§ Task statement: Convert the listing below into a JSON list of strings with one string per line, omitting blank lines and leaving the pictures out.

§ Supplied material:
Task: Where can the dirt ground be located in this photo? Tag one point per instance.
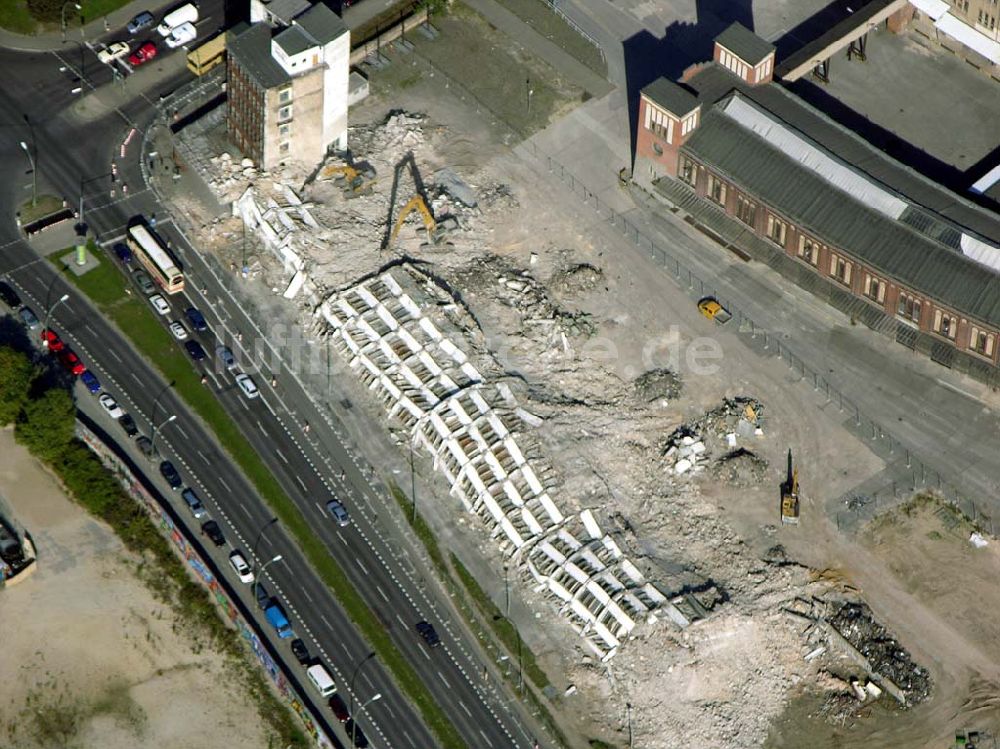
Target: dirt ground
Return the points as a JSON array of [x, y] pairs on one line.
[[90, 658]]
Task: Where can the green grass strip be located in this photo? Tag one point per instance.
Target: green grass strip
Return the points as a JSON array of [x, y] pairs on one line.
[[106, 286]]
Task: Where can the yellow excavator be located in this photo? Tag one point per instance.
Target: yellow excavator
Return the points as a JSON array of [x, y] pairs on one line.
[[436, 230]]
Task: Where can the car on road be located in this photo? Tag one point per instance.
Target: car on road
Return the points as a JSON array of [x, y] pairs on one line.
[[226, 358], [142, 21], [160, 304], [211, 529], [181, 35], [110, 405], [194, 503], [144, 282], [713, 310], [29, 318], [112, 52], [178, 329], [142, 54], [195, 349], [336, 704], [300, 651], [71, 362], [247, 385], [145, 445], [339, 512], [360, 740], [169, 473], [127, 423], [51, 341], [196, 319], [427, 631], [9, 296], [90, 381]]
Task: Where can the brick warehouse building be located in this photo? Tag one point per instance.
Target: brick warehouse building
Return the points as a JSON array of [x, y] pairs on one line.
[[924, 260]]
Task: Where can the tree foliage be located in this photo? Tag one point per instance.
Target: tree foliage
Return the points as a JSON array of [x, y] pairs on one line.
[[46, 424], [18, 371]]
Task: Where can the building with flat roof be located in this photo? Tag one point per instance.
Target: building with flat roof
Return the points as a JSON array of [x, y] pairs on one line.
[[921, 257], [288, 83]]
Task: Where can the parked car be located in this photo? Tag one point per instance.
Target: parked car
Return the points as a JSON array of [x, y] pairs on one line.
[[429, 634], [195, 349], [240, 567], [112, 52], [181, 35], [90, 381], [127, 423], [142, 54], [145, 446], [29, 318], [9, 296], [248, 386], [142, 21], [160, 304], [211, 529], [300, 651], [194, 503], [169, 473], [178, 329], [226, 358], [144, 282], [71, 362], [52, 342], [110, 405], [196, 319], [339, 512], [336, 704]]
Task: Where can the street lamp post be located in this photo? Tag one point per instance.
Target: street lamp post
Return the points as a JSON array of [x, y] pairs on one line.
[[156, 428], [354, 725], [48, 313], [354, 676], [34, 173], [65, 5]]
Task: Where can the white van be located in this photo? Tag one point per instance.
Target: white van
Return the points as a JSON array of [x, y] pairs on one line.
[[184, 14], [321, 679]]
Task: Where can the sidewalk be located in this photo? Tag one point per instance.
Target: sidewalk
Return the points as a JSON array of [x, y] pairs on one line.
[[53, 40]]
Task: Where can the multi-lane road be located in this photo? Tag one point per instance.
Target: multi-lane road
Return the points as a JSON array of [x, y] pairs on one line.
[[310, 467]]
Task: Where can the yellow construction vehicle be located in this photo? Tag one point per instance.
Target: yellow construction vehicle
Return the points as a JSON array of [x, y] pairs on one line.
[[790, 495]]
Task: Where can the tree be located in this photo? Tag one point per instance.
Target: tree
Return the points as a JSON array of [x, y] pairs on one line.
[[46, 424], [16, 373]]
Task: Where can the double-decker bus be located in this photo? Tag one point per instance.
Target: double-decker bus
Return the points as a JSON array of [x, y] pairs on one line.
[[155, 258]]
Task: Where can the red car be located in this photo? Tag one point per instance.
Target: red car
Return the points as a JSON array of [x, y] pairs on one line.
[[71, 361], [52, 341], [143, 53]]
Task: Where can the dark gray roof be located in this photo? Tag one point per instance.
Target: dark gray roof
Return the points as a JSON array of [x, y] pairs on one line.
[[890, 247], [672, 97], [321, 23], [251, 49], [745, 44], [714, 82], [293, 41]]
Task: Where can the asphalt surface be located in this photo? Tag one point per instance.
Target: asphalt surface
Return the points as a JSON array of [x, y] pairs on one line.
[[310, 472]]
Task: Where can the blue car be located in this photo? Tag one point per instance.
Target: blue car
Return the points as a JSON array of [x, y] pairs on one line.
[[196, 319], [90, 381]]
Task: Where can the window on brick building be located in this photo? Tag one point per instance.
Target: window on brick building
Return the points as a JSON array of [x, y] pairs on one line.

§ Solution to this task:
[
  "Task: Where can the dirt ground be located in this photo? Tag one point per instance.",
  "Target: dirt ground",
  "Return the points as a JSON array of [x, y] pairs on one line.",
  "[[90, 658]]",
  "Task: Where can the green grass strip be located in this photo? Tag one point per instance.",
  "Target: green grass strip",
  "Return the points as a JSON array of [x, y] pairs on one line.",
  "[[106, 286]]",
  "Task: Where can the yellow excavator be located in this photo? Tag one point per instance.",
  "Target: yellow excavator",
  "Return the points as a JSON array of [x, y] pairs on one line.",
  "[[436, 230]]",
  "Task: Where can the car on road be located in this photo? Tag one point per instance.",
  "Target: car on road",
  "Return the points as a JSON array of [x, y] pairs on one line.",
  "[[226, 358], [142, 21], [160, 304], [211, 529], [181, 35], [110, 405], [194, 503], [144, 282], [713, 310], [29, 318], [112, 52], [178, 329], [142, 54], [195, 349], [336, 704], [300, 651], [71, 362], [247, 385], [145, 445], [339, 512], [360, 740], [169, 473], [127, 423], [51, 341], [196, 319], [427, 631], [9, 296], [90, 381]]",
  "Task: Where can the brick warehouse building be located in this photo? Tag one point per instance.",
  "Target: brick warehouse building",
  "Return the points as a JSON array of [x, y] pairs on one line.",
  "[[924, 260]]",
  "Task: Where can the tree foliage be located in this photo? Tag one point per instance.",
  "Target: tree foliage",
  "Return the points as a JSON array of [x, y] pairs on one line.",
  "[[46, 424], [18, 371]]",
  "Task: Where can the building with flat roof be located in this photo? Tag one point per instance.",
  "Target: building with flat roof",
  "Return the points as a JSON array of [x, y] pairs on one line.",
  "[[921, 257], [288, 83]]",
  "Task: Where can the parked car be located in this photo? Tag one point per instance.",
  "Target: parked car",
  "Return the points as a JSON array of [x, y] pairs on one line.",
  "[[429, 634], [195, 349], [240, 567], [112, 52], [181, 35], [90, 381], [127, 423], [142, 54], [145, 446], [29, 318], [9, 296], [248, 386], [142, 21], [160, 304], [211, 529], [300, 651], [194, 503], [169, 473], [178, 329], [226, 358], [144, 282], [71, 362], [52, 342], [110, 405], [196, 319], [339, 512], [336, 704]]",
  "Task: Where can the street lamp post be located in this photo? Tag one point per instance.",
  "Target: street lamp post",
  "Return the points as a JSON array of [x, y] pairs on one line.",
  "[[156, 428], [354, 725], [48, 313], [354, 676], [34, 173], [65, 5]]",
  "Task: Where can the white van be located in this photo? Tag one point per instance.",
  "Target: white van",
  "Return the points as a JSON array of [x, y] pairs on one line.",
  "[[184, 14], [321, 679]]",
  "Task: Where can the sidewalk be located in this photo? Tag one point per instance.",
  "Target: sidewalk",
  "Return the points as a JSON array of [x, y] pairs on one line.",
  "[[53, 40]]",
  "Task: Where can the multi-lane road be located in this photo? Tag one point per instance.",
  "Target: multi-lane road",
  "Return the points as a JSON array of [x, y] pairs on one line.",
  "[[310, 467]]",
  "Task: Where can the yellow construction vehicle be located in this photo? Tag one point per instance.",
  "Target: yellow construction vehicle",
  "Return the points as a JSON array of [x, y] pairs on one line.",
  "[[790, 495]]",
  "Task: Where can the tree be located in this photo? Tag one point per instance.",
  "Target: tree",
  "Return the points as a JSON array of [x, y] pairs on one line.",
  "[[46, 424], [16, 373]]",
  "Task: Where can the double-decker bus be located in this photo? Tag one point per instance.",
  "Target: double-decker bus",
  "Return the points as a JSON array of [x, y] pairs on one line.",
  "[[155, 258]]",
  "Task: Where can the red car be located in this photo? Tag one point per instance.",
  "Target: red car",
  "Return the points as a JSON array of [x, y] pairs on one line.",
  "[[71, 361], [52, 341], [143, 53]]",
  "Task: Where can the dark gray roof be located in this photo? Tag one point per instance.",
  "Target: dark gray roof",
  "Return the points as a JSON array of [x, y] pairs on one line.",
  "[[890, 247], [672, 97], [321, 23], [251, 49], [745, 44], [714, 82], [293, 41]]",
  "Task: Where can the asphalt surface be located in this photo? Tag one point per instance.",
  "Target: asphalt surface",
  "Return the points as a JSON array of [x, y] pairs on one line.",
  "[[310, 472]]",
  "Task: Where can the blue car be located in this photo? Tag one point per instance.",
  "Target: blue car",
  "Return the points as a JSON array of [x, y] pairs on one line.",
  "[[196, 319], [90, 381]]",
  "Task: Where can the window on brick building be located in this photo? Tag one point per instance.",
  "Target: window on brick building",
  "Return the points as a JSON array of [x, y] pairs on one line."
]